• **EXERCISE**: Copy all of the material exactly. Pictures are not to appear in the copy.
• • • • •
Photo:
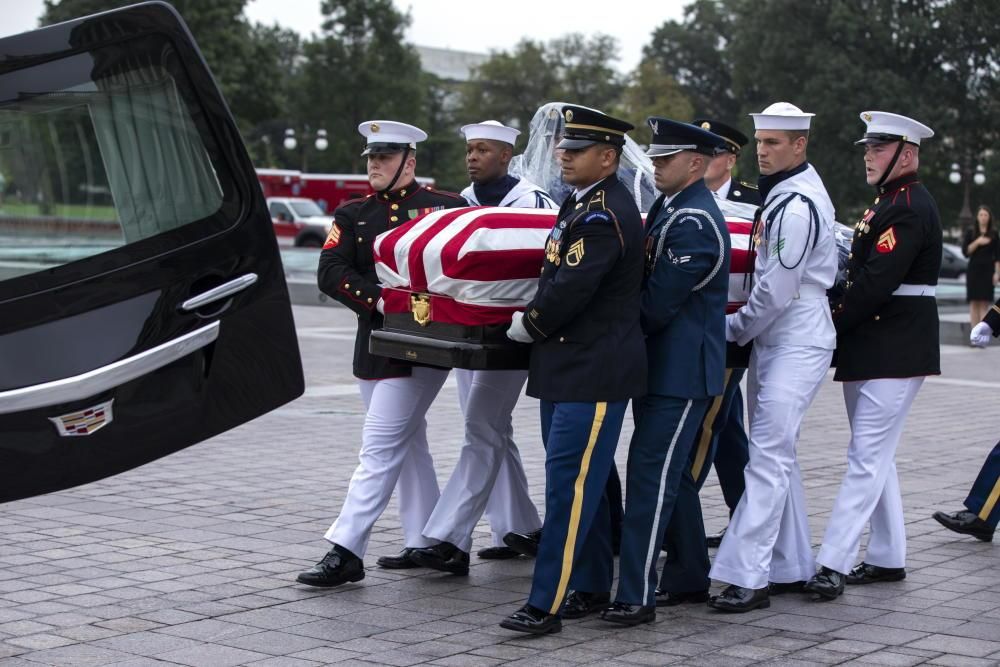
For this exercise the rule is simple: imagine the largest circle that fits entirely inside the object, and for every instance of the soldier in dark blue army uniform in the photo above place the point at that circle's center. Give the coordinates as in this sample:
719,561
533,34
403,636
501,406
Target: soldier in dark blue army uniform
587,360
396,395
683,310
982,507
722,438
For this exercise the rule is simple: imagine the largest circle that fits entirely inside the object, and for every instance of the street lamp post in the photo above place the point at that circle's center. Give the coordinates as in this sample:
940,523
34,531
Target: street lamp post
321,143
964,173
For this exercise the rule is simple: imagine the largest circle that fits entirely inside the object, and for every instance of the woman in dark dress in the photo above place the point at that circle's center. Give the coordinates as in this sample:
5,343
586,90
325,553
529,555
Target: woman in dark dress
982,246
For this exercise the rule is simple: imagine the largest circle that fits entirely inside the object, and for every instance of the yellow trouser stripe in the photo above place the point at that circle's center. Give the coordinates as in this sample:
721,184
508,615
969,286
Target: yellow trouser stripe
706,429
990,502
574,515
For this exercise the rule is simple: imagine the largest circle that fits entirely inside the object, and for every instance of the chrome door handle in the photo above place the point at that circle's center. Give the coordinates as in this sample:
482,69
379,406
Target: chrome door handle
106,377
218,293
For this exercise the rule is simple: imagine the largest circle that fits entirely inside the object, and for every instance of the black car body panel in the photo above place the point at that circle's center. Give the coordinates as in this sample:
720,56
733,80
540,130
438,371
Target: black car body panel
92,293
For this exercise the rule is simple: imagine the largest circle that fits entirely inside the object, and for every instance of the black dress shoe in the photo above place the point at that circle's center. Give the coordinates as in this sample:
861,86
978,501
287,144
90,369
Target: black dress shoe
497,553
525,544
827,584
533,621
715,539
578,604
624,613
782,587
967,523
338,566
872,574
400,562
666,599
444,557
737,599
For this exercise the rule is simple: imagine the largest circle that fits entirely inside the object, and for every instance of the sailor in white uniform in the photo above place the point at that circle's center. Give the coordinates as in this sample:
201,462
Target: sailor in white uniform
788,319
489,475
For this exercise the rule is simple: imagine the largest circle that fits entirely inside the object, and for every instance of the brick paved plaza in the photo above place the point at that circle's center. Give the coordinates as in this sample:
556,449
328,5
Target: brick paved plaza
191,560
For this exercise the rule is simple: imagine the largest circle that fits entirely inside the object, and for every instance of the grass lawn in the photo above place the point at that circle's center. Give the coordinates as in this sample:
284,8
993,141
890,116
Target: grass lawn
71,211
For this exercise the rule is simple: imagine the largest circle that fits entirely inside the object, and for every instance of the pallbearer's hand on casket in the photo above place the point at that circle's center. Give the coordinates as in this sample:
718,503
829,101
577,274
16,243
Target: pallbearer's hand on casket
980,335
730,334
516,332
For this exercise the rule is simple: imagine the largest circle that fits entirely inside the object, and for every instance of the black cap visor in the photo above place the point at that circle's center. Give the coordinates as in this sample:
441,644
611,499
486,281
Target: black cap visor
382,148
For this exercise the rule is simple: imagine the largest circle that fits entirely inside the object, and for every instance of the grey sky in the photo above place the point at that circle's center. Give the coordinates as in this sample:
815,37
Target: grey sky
467,26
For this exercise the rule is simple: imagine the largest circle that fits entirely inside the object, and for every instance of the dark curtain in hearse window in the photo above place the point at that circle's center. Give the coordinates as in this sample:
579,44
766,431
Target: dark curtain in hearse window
99,150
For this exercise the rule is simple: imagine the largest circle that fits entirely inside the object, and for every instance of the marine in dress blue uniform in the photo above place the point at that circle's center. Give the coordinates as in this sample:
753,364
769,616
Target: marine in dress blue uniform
887,342
683,306
587,360
394,451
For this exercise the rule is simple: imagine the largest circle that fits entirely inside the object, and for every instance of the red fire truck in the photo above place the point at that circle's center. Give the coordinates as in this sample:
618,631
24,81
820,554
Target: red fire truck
327,190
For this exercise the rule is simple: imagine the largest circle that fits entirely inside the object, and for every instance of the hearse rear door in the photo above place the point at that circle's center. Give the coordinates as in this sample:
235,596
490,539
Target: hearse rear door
143,305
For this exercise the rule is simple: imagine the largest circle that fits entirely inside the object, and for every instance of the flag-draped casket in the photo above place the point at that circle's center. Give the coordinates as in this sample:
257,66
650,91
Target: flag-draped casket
452,279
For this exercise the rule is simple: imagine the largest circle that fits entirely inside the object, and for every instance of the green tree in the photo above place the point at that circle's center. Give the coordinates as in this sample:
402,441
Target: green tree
359,68
931,59
652,92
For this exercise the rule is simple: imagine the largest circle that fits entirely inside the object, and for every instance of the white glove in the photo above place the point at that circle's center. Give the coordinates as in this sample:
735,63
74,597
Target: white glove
517,332
730,335
981,334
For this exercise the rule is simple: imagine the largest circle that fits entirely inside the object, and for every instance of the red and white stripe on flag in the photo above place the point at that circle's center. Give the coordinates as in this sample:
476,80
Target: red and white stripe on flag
483,256
487,256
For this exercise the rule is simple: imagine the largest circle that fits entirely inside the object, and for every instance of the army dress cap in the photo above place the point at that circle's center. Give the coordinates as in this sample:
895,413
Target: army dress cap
671,136
885,127
782,116
492,130
735,140
389,136
585,127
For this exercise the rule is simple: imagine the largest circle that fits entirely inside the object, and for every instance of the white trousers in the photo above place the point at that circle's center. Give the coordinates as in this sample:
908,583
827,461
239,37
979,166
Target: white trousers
768,536
870,491
394,454
489,475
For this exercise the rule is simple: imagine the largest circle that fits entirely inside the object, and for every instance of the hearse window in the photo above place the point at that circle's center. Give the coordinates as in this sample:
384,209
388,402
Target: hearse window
100,150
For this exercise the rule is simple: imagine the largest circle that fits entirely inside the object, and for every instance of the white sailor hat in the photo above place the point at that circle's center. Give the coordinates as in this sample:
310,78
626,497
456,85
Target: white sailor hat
389,136
782,116
885,127
491,129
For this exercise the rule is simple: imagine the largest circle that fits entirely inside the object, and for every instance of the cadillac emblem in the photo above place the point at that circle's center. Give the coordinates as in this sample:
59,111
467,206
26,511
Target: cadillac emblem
420,306
86,421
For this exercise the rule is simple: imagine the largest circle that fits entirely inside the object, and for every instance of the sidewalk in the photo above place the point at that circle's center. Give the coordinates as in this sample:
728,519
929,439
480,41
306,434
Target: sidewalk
191,560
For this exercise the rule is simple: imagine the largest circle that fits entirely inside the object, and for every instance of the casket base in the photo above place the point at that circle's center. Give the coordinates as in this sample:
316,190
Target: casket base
482,347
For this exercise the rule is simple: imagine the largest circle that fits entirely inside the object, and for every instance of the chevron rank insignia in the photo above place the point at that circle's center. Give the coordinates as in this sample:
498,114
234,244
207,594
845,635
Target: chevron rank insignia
575,253
333,238
886,242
• • • • •
• **EXERCISE ANSWER**:
Photo:
For this exercise the rule is simple: imagine the largest circle that fits entirely inside the object, and for every instance of the soldier in dark blue army uniform in the photo above place the point at that circle's center. Give the coordinates as in this sample:
719,561
533,34
403,636
501,406
Target: soldier in dark blue army uniform
587,360
396,395
683,310
982,507
722,438
For this exercise the rule is simple: imagine the largest circle that fits entirely inside the object, and for every instance of the street lamp post in the photo above place the point at that circle's center. Give the coordinates as in this sample:
940,523
34,531
Target: street lamp post
321,143
964,173
For this exercise the rule is simple: imagine the largest circle that fits entirely inside the object, and for every instance of the woman in dark dress in the photo above place the point at that circle's center. Give the coordinates as in this sample:
5,343
586,90
325,553
529,555
Target: woman in dark dress
982,246
For this exercise the rule is simple: imagine the largest circle that fits entirely inside the object, and for every instance of the yellow trouser stripe in the photo above place the point at that circle's center. Give the coordinates as in this sample:
721,184
508,615
969,286
Target: yellow trouser stripe
706,429
990,502
574,515
For this exercise the rule is simple: imagine the largest circle that fits entirely inside the object, and for every instance of the chrome door handle in the photo above place the point at that circle's center. Give the coordinates as in this sample:
482,69
379,406
Target: chrome door handle
106,377
218,293
For this exercise the rule is simple: imagine the largest circle that fits entirely inside the object, and for every instance of the black car body panel in the photo above place the point at that circle's center. Give the coordinates as in this sample:
720,56
733,80
540,130
438,371
Target: black car body panel
92,293
For this exercise the rule is simple: imagine the largest circle that fits entirely inside the object, and for every instance of the black dress shoe in the photo above place the point at that circle's center. Give the coordinates as in this sample:
861,86
978,501
287,144
90,369
Target: black dress shoe
497,553
525,544
827,584
533,621
715,539
578,604
624,613
782,587
967,523
338,566
872,574
400,562
666,599
444,557
737,599
For this exercise the rule is simple: imagine the largest circle that fits entirely inside the object, and for every instance of the sailor in white uniform in the photo above place the point at that circle's center. Give the coordinates as in this sample:
201,462
Target: sailor in white uniform
788,319
489,475
For this exercise the rule is simple: imagine the largest circle that fits entirely inside the object, and for every instance of the brick paved plaza in the photo above place the point at that circle's center. Give the coordinates as in this sample:
556,449
328,5
Target: brick paved plaza
191,560
For this exercise the rule is simple: imagine the largest circle that fits entirely inside the object, and for every instance of the grass lawn in the photo above place the point at that circle's center. Give the coordinates as in this sample:
284,8
993,141
890,116
Target: grass lawn
71,211
For this exercise the rule is simple: imagine the largest circle that fits entirely inside the object, and for every instance of the pallbearer's hand on casket in the photo above place the point at that circle's center. Give the coordinates as in this sample:
718,503
829,101
577,274
16,243
Target: pallbearer's hand on casket
980,335
730,334
516,332
For this exercise the rule is simple: imagine the largest circle that fits entirely inside the object, and for every instance of the black cap visor in the photo above place the point at that circle's center. Give the coordinates as in this sample:
441,644
611,499
486,281
Target: black cap visor
382,148
For this exercise the rule is simple: imagine the largest circle that fits entirely inside the object, and for every instance of the grey sky in the photo above place the point at that circle's center. Give the coordinates as in this sample:
815,37
Target: grey sky
467,26
For this exercise the rule is simple: imagine the largest circle that fits entirely inside the object, and for every instance of the dark curtain in hearse window in the photo above place the point at that circle's center. Give the coordinates as in this sample:
579,44
766,431
Target: dark curtain in hearse window
99,150
For this exercise the rule is simple: imagine the largest circle that fits entirely inside the object, and for every instance of the marine in dress blue uniform in the photo above place the point at that circle's center. Give the coordinates as in this sample:
753,364
769,616
Target: marine in dress blue uniform
887,342
683,306
587,360
394,451
For this exercise the rule is simple: imagine the largest circle that fits entirely inside the object, and for every instance of the red fire truck in the photo above place the point at that circle's center. Give the coordinates as in this sample:
618,631
24,81
820,554
Target: red fire truck
327,190
For this exercise the rule is simple: imagine the largest circle that fits entirely inside the object, and for every instance of the hearse rear door in the photo above place the point at that circle's center. Give the coordinates as in this sample:
235,596
490,539
Target: hearse rear door
143,305
For this exercise the rule is simple: imagine the largest circle that fits entirely inside the object, and for every instance of the flag-draped casket in the photo above place the point at that circle's center. Give the coordinates as in this sample:
257,66
650,91
Target: flag-draped casket
452,279
For this exercise the rule is simple: imagine the largest circle that fits entirely inside the object, and for every instance of the green tree in the photo above place the point at that circle's center. Give the coordinates as in this sample:
402,441
Target: green tree
359,68
931,59
652,92
For this exercise the rule is simple: imagine the largest circle that fits entirely inside the object, and for every instance of the white glove in the photo above place the point at that circle's center. Give the coordinates as in this sample:
735,63
74,597
Target: white glove
517,332
730,335
981,334
For this exercise the rule is simple: imagine the largest circle that fits entirely inside the object, and for every instance of the red and white stripe on flag in the photo above place the point at that circle's center. Give the coordinates as in this sample:
476,80
Target: red and white stripe on flag
483,256
487,256
For this exercise the rule is simple: imagine the largest circle that fits entirely inside the object, and for every instance of the army dress cap in the photo above place the point at that circle's center. Give the coordinates as in this sample:
895,413
Target: army dress cap
671,136
885,127
782,116
492,130
735,140
389,136
585,127
For this exercise the rule is simple: imagine the largest circle that fits entirely inside the object, and for every instance of the white trousers in the photo above place the point at that circle's center. Give the coordinates as in this sample:
908,583
827,461
239,37
979,166
Target: white trousers
768,536
870,491
394,454
489,475
For this exercise the rule is simple: imagine the largest circle that fits entirely inside the object, and for every instance of the hearse window in the photo above place the point at that circle's center. Give the coordinates as in this sample:
384,209
388,402
Target: hearse window
100,150
For this exercise the rule is simple: imagine the largest circle that fits entirely inside the object, and for every instance of the white sailor hat in the photo above place the point at that circle's center. Give the coordinates as in this sample:
310,78
626,497
456,85
Target: white sailor hat
389,136
782,116
885,127
491,129
For this exercise the rule is simple: imagine the largest circle that fits entirely inside the object, and for every instance of the cadillac emblem in the photo above place the point at that circle's center. Give the coordinates as in this sample:
59,111
467,206
26,511
Target: cadillac emblem
420,306
86,421
For this exercise the rule is simple: imagine the largest circle that fits entirely inside the object, and for every instance of the sidewalk in the photo above place the point at that circle's center. Give the coordinates as in this sample:
728,519
929,439
480,41
306,434
Target: sidewalk
191,560
For this exercise the rule is simple: imagine the largest circle that fits entirely inside the object, and for every instance of the casket base in the photo above place the point at that circle's center. Give the coordinates as in this sample:
316,190
Target: casket base
482,347
For this exercise the rule is simple: imagine the largest circle that fits entirely inside the object, and for every instance of the chevron rank insignia in the photo above place the point at that circle's center. Give the coordinates as in this sample:
498,114
234,244
207,594
845,635
Target: chevron rank insignia
575,253
333,238
886,242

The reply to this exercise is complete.